■ Raw data
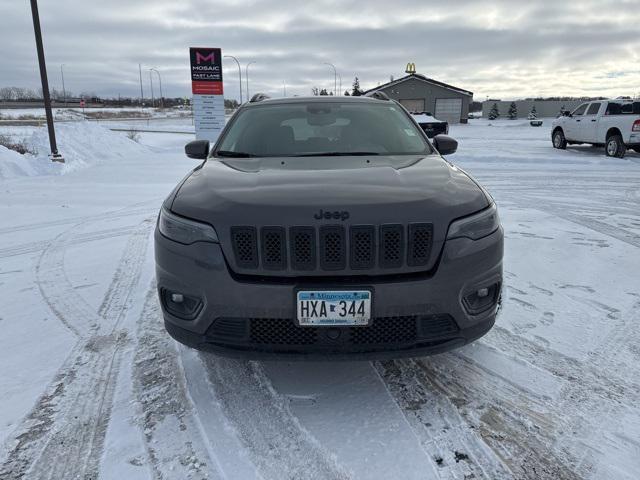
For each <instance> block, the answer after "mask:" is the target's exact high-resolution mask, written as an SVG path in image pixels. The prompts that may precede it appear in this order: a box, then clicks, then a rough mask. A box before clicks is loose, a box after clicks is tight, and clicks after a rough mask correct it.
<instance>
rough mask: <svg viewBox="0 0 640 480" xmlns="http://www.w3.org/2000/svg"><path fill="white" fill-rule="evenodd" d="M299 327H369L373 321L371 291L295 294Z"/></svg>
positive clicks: (301, 292) (300, 291)
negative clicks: (369, 323)
mask: <svg viewBox="0 0 640 480" xmlns="http://www.w3.org/2000/svg"><path fill="white" fill-rule="evenodd" d="M296 303H297V313H298V324H299V325H300V326H303V327H304V326H314V327H322V326H335V325H347V326H349V325H351V326H362V325H368V324H369V320H370V318H371V292H370V291H369V290H318V291H307V290H301V291H298V292H297V294H296Z"/></svg>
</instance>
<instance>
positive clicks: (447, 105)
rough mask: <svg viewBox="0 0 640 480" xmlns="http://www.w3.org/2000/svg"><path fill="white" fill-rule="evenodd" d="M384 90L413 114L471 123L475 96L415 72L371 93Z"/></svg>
mask: <svg viewBox="0 0 640 480" xmlns="http://www.w3.org/2000/svg"><path fill="white" fill-rule="evenodd" d="M375 91H380V92H384V93H386V94H387V95H388V96H389V98H392V99H394V100H397V101H399V102H400V103H401V104H402V105H404V107H405V108H406V109H407V110H409V111H410V112H429V113H430V114H431V115H433V116H434V117H436V118H437V119H439V120H446V121H447V122H449V123H467V120H468V118H469V103H471V100H472V99H473V93H472V92H469V91H467V90H463V89H461V88H458V87H454V86H452V85H447V84H446V83H442V82H438V81H437V80H433V79H432V78H427V77H425V76H424V75H420V74H419V73H411V74H409V75H406V76H404V77H402V78H399V79H397V80H393V81H392V82H388V83H385V84H384V85H380V86H378V87H376V88H372V89H370V90H367V92H365V93H368V92H375Z"/></svg>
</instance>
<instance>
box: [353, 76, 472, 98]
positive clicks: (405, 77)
mask: <svg viewBox="0 0 640 480" xmlns="http://www.w3.org/2000/svg"><path fill="white" fill-rule="evenodd" d="M412 78H413V79H415V80H420V81H422V82H425V83H429V84H431V85H436V86H438V87H442V88H446V89H447V90H453V91H454V92H458V93H461V94H463V95H469V96H473V92H470V91H469V90H463V89H462V88H458V87H454V86H453V85H448V84H446V83H444V82H439V81H438V80H434V79H433V78H427V77H425V76H424V75H421V74H419V73H410V74H409V75H405V76H404V77H401V78H398V79H397V80H394V81H392V82H387V83H384V84H382V85H378V86H377V87H375V88H370V89H369V90H367V91H366V92H364V93H369V92H374V91H376V90H381V89H383V88H388V87H392V86H394V85H397V84H398V83H402V82H406V81H407V80H410V79H412Z"/></svg>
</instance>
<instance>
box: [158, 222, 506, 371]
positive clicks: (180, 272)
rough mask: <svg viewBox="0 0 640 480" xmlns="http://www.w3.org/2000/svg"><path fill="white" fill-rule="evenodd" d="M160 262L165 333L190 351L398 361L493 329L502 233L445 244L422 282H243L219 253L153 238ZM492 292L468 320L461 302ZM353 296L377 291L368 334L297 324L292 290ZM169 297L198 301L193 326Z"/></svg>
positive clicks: (209, 245) (499, 262) (215, 248)
mask: <svg viewBox="0 0 640 480" xmlns="http://www.w3.org/2000/svg"><path fill="white" fill-rule="evenodd" d="M155 257H156V278H157V284H158V289H159V291H160V293H161V294H160V297H161V304H162V311H163V315H164V321H165V326H166V329H167V331H168V332H169V334H170V335H171V336H172V337H174V338H175V339H176V340H178V341H179V342H181V343H184V344H186V345H188V346H190V347H193V348H197V349H200V350H209V351H213V352H216V353H219V354H222V355H226V356H240V357H243V358H256V359H257V358H273V357H280V358H287V359H317V358H324V359H326V358H329V359H335V360H338V359H345V358H349V359H354V358H357V359H374V358H375V359H382V358H397V357H408V356H423V355H430V354H435V353H440V352H443V351H447V350H451V349H453V348H458V347H461V346H462V345H465V344H467V343H469V342H471V341H473V340H475V339H477V338H479V337H481V336H482V335H484V334H485V333H486V332H487V331H489V330H490V329H491V327H492V326H493V324H494V322H495V318H496V314H497V311H498V304H499V298H500V287H501V285H502V257H503V232H502V229H499V230H498V231H496V232H494V233H493V234H491V235H489V236H488V237H485V238H483V239H480V240H477V241H472V240H468V239H456V240H449V241H447V242H446V244H445V246H444V249H443V251H442V252H441V255H440V258H439V260H438V262H437V265H436V267H435V268H434V269H433V270H432V271H431V272H429V273H424V274H407V275H394V276H375V277H366V276H358V277H336V278H319V277H298V278H279V277H273V278H270V277H267V278H256V277H243V276H238V275H235V274H232V273H231V272H230V270H229V268H228V266H227V263H226V261H225V258H224V255H223V253H222V249H221V248H220V246H219V245H217V244H210V243H195V244H193V245H188V246H187V245H182V244H179V243H176V242H173V241H171V240H168V239H167V238H165V237H163V236H162V235H161V234H160V233H159V232H158V231H157V230H156V233H155ZM491 285H495V286H496V287H497V288H496V290H495V298H494V301H493V303H491V305H490V306H489V307H487V308H484V309H482V310H481V311H477V310H476V311H473V312H470V309H469V307H468V303H467V302H465V301H464V298H465V297H466V296H467V295H469V294H471V293H472V292H476V291H477V290H478V289H481V288H486V287H489V286H491ZM354 287H367V288H371V289H372V290H373V311H372V324H371V325H370V326H368V327H298V326H296V325H295V323H294V318H295V315H296V313H295V305H294V291H295V290H296V288H334V289H340V288H354ZM167 292H176V293H180V294H181V295H184V296H185V297H188V298H192V299H195V300H197V301H198V302H199V305H198V307H197V309H195V310H194V311H195V314H194V315H191V316H190V318H191V319H185V318H184V317H186V316H185V315H181V314H179V313H178V314H176V312H175V311H172V309H171V306H170V305H169V304H168V300H167V298H168V296H167ZM181 317H182V318H181ZM367 329H368V330H367Z"/></svg>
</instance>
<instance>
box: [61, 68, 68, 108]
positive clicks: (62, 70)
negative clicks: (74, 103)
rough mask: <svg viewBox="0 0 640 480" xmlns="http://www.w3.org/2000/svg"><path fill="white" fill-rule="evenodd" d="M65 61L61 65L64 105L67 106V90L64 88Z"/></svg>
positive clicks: (64, 105) (62, 95)
mask: <svg viewBox="0 0 640 480" xmlns="http://www.w3.org/2000/svg"><path fill="white" fill-rule="evenodd" d="M62 67H64V63H63V64H62V65H60V76H61V77H62V98H64V106H65V107H66V106H67V90H66V89H65V88H64V70H63V69H62Z"/></svg>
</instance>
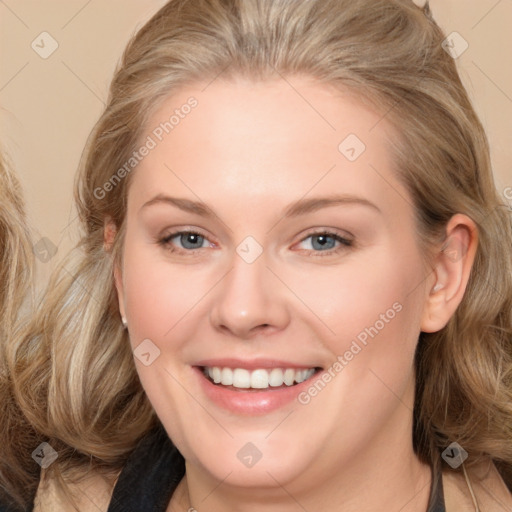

■ Task to complete
How many lines in the items above contain the string "rough", with case counting? Reply with the number only.

■ Reply to the task
5